GOAL: Set down each line of the material that follows, exactly, with no pictures.

Image location labeling entries

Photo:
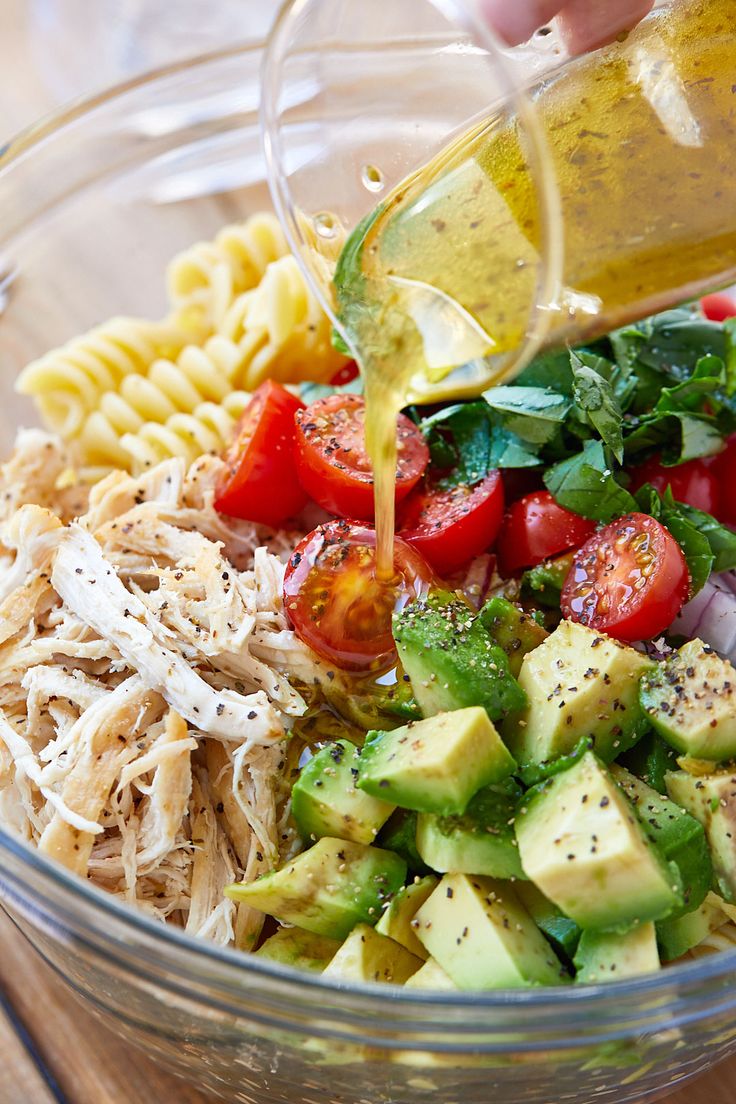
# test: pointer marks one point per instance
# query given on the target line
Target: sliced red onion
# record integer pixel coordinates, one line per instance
(712, 615)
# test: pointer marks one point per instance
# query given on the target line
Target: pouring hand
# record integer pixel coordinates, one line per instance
(584, 23)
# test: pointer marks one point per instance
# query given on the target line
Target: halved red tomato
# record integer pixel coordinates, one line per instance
(451, 527)
(630, 580)
(718, 306)
(260, 484)
(332, 462)
(336, 601)
(724, 468)
(693, 483)
(536, 529)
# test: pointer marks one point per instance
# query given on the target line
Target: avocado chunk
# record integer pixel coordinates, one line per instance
(604, 956)
(691, 700)
(479, 841)
(435, 765)
(398, 835)
(328, 889)
(369, 956)
(675, 937)
(578, 683)
(512, 629)
(451, 660)
(483, 937)
(291, 946)
(562, 932)
(432, 976)
(583, 846)
(324, 800)
(396, 921)
(712, 799)
(679, 837)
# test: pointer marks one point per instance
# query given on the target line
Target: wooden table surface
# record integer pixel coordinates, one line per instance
(53, 1050)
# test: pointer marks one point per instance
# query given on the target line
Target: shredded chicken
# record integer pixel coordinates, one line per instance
(149, 683)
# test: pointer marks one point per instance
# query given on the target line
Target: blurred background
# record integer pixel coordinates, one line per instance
(57, 50)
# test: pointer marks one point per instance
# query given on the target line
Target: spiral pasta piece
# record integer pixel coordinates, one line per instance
(200, 375)
(204, 279)
(281, 330)
(67, 383)
(209, 428)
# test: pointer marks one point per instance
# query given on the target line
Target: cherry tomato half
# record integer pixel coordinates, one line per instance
(337, 603)
(718, 306)
(260, 484)
(535, 529)
(450, 527)
(630, 580)
(724, 468)
(693, 483)
(333, 464)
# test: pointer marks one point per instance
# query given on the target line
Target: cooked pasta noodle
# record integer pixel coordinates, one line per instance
(67, 383)
(204, 279)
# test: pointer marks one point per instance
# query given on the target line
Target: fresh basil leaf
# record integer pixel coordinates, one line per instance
(595, 397)
(585, 485)
(534, 414)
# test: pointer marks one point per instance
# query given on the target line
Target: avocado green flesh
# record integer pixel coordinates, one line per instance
(452, 661)
(435, 765)
(578, 683)
(328, 889)
(512, 629)
(691, 701)
(582, 845)
(369, 956)
(324, 800)
(608, 957)
(479, 933)
(712, 800)
(481, 841)
(679, 837)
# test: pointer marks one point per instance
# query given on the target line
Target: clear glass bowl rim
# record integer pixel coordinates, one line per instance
(676, 995)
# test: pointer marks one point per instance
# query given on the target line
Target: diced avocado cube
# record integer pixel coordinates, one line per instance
(324, 800)
(369, 956)
(451, 660)
(691, 700)
(435, 765)
(512, 629)
(396, 920)
(479, 841)
(605, 956)
(675, 937)
(432, 976)
(480, 934)
(398, 835)
(580, 842)
(650, 760)
(578, 683)
(712, 799)
(291, 946)
(562, 932)
(679, 837)
(328, 889)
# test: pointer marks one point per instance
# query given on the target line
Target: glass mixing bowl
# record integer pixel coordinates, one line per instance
(93, 203)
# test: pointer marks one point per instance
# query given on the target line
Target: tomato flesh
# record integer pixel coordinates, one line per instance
(718, 306)
(536, 529)
(259, 483)
(336, 601)
(693, 483)
(454, 526)
(332, 462)
(630, 580)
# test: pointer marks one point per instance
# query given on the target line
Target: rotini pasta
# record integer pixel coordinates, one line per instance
(204, 279)
(67, 383)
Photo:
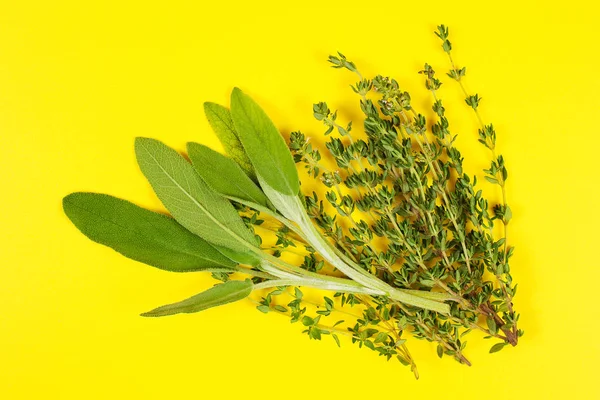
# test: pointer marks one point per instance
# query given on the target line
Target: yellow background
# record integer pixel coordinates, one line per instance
(78, 82)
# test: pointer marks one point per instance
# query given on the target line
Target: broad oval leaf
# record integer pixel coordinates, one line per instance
(189, 199)
(223, 293)
(141, 235)
(220, 121)
(264, 145)
(224, 175)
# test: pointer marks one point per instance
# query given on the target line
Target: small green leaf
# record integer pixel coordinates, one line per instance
(189, 199)
(492, 325)
(223, 293)
(141, 235)
(224, 175)
(264, 145)
(337, 340)
(220, 120)
(497, 347)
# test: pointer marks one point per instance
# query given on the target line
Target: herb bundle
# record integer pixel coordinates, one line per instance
(400, 237)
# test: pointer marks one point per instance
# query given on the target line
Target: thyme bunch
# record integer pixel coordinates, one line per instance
(400, 236)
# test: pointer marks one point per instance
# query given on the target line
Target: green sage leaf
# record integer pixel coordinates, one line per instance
(221, 294)
(189, 199)
(220, 120)
(224, 175)
(141, 235)
(263, 144)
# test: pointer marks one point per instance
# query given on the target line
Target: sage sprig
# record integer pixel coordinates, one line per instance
(400, 236)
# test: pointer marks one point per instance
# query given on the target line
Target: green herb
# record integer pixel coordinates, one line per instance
(398, 217)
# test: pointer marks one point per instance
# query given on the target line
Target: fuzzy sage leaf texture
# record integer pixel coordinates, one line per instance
(220, 120)
(142, 235)
(223, 175)
(218, 295)
(189, 199)
(264, 145)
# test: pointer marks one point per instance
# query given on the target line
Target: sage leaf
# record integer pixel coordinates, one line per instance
(220, 121)
(224, 175)
(264, 145)
(141, 235)
(221, 294)
(189, 199)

ANSWER TO THIS EXERCISE:
Photo:
# test: pointer marks one point per instance
# query given on the target line
Target: sliced red onion
# record integer pixel coordinates, one line per instance
(712, 615)
# test: pointer marks one point per instance
# query given on the target line
Target: pouring hand
# record integer pixel coordinates, one line per instance
(584, 23)
# test: pointer marks one point per instance
# query given on the target line
Target: halved red tomato
# record integer pixel coordinates, one line per instance
(451, 527)
(630, 580)
(718, 306)
(260, 484)
(332, 462)
(336, 601)
(724, 468)
(693, 483)
(536, 529)
# test: pointer marks one point per instance
# query given on the target line
Target: avocado chunk
# record integer pixel coordinates, one line per instance
(604, 956)
(691, 700)
(479, 841)
(435, 765)
(398, 835)
(328, 889)
(369, 956)
(675, 937)
(578, 683)
(512, 629)
(451, 660)
(483, 937)
(291, 946)
(562, 932)
(432, 976)
(583, 846)
(324, 800)
(396, 921)
(712, 799)
(679, 837)
# test: pointer marks one point per instance
# query given on the target line
Target: wooden table surface
# record integer pixel coordinates, one line per instance
(53, 1050)
# test: pointer marks one point per instance
# query given on the target line
Target: shredded chicken
# record integer pixel coordinates, one line per instance
(149, 683)
# test: pointer marks one point per instance
# query given on the target line
Target: blurred background
# record integer pixel coordinates, one line per instance
(57, 50)
# test: pointer marks one point per instance
# query given on the target line
Target: spiral pasta piece
# record integer pixel coordinates, one line per instance
(200, 375)
(204, 279)
(281, 330)
(67, 383)
(209, 428)
# test: pointer marks one point per instance
# query given on the target line
Target: cherry tomato half
# record integer pixel coordinates, one line per instance
(337, 603)
(718, 306)
(260, 484)
(535, 529)
(450, 527)
(630, 580)
(724, 468)
(693, 483)
(333, 464)
# test: pointer marks one point per instance
# query given on the target line
Target: cooked pasta noodle
# record integer pixel coordinates, one line per instance
(67, 383)
(204, 279)
# test: pointer marks one point per instance
# query given on the target line
Target: fresh basil leaf
# record integer pixel coordinates, one line per instance
(595, 397)
(585, 485)
(534, 414)
# test: pointer marks one point per instance
# query given on the target line
Target: avocado green flesh
# record integer pixel coordinates, one line per instance
(452, 661)
(435, 765)
(578, 683)
(328, 889)
(512, 629)
(691, 701)
(582, 845)
(369, 956)
(324, 800)
(608, 957)
(479, 933)
(712, 800)
(481, 841)
(679, 837)
# test: pointer marks one point per instance
# query given on the target line
Target: clear glass bowl rim
# record integer pixel coordinates, one line per instance
(676, 995)
# test: pointer marks one point per instance
# query given on the target line
Target: diced avocado cube
# record integer pixel coordinates, one line per instance
(324, 800)
(369, 956)
(451, 660)
(691, 700)
(435, 765)
(512, 629)
(396, 920)
(479, 841)
(605, 956)
(675, 937)
(432, 976)
(480, 934)
(398, 835)
(580, 842)
(650, 760)
(578, 683)
(712, 799)
(291, 946)
(562, 932)
(679, 837)
(328, 889)
# test: pointer marks one point per instance
# query given on the target line
Target: glass mixing bowl
# record integer pixel coordinates, one line per instance
(93, 203)
# test: pointer marks one point per instance
# query given on the target line
Target: tomato flesh
# record integer pixel coordinates, one line per instance
(718, 306)
(536, 529)
(259, 483)
(336, 601)
(693, 483)
(454, 526)
(332, 462)
(630, 580)
# test: pointer marks one point per instance
# query given on the target line
Target: rotini pasta
# record integer pixel coordinates, one line per instance
(204, 279)
(67, 383)
Photo:
# test: pointer marks one point per instance
# query given on the target line
Target: yellow background
# record integer pixel coordinates, one line per instance
(78, 82)
# test: pointer marks one point per instance
# query given on the target line
Target: broad oval leaf
# record integer pixel coordinates, one line per instance
(189, 199)
(223, 293)
(141, 235)
(220, 121)
(264, 145)
(224, 175)
# test: pointer marks one point per instance
# query given on the target line
Target: small green leaf
# record integer pixel coordinates, one line per instance
(189, 199)
(492, 325)
(223, 293)
(141, 235)
(224, 175)
(264, 145)
(337, 340)
(220, 120)
(497, 347)
# test: pointer marks one point per instance
# query given on the target line
Target: herb bundle
# record integer pixel coordinates, one line per instance
(400, 237)
# test: pointer marks one point per instance
# query given on the target line
Target: thyme bunch
# record integer pixel coordinates, one line per instance
(400, 236)
# test: pointer marks one point per instance
# query given on the target line
Target: green sage leaf
# record integer pixel coordinates, one line per instance
(221, 294)
(189, 199)
(220, 120)
(224, 175)
(141, 235)
(263, 144)
# test: pointer marks one point per instance
# query given on the target line
Target: sage sprig
# record integer pixel coordinates, one line per instance
(400, 236)
# test: pointer marks one point per instance
# query given on the target line
Target: green herb
# record integer pixel coordinates, one line per instance
(398, 217)
# test: pointer marks one point per instance
# query given on the target line
Target: fuzzy sage leaf texture
# record integer pixel coordinates, one line per instance
(220, 120)
(142, 235)
(223, 175)
(218, 295)
(189, 199)
(264, 145)
# test: pointer marks one point per instance
# query given on the target line
Target: sage leaf
# record integer pixel coordinates, one line per instance
(220, 121)
(224, 175)
(264, 145)
(141, 235)
(221, 294)
(189, 199)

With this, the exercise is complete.